Can you rewrite every line of the data below, including the wording above each set of points, and shift each x and y coordinate in the answers by adding 122? Leave out the picture lines.

* begin *

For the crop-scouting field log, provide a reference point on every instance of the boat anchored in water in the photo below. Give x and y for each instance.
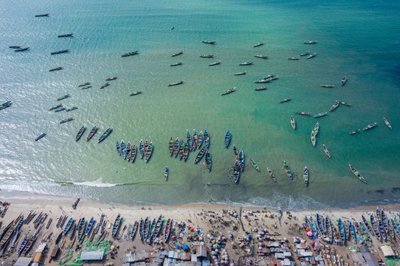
(326, 151)
(228, 91)
(387, 123)
(357, 174)
(306, 176)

* end *

» **Answer to this problem**:
For the crop-scouting field log, provide a reference point on every instance of the boat anchored in water in the photo below. Give x and y for each instance.
(448, 273)
(350, 213)
(509, 245)
(479, 296)
(428, 298)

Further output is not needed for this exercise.